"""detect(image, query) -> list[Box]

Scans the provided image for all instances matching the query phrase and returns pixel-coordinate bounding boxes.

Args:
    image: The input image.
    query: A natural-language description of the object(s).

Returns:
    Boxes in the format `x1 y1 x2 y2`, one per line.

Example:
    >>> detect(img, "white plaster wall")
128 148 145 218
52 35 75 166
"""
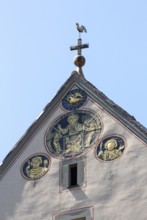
---
*Task instructions*: The number of lines in the entries holding the word "query" is what is needed. Supply that number only.

*Task solution*: 3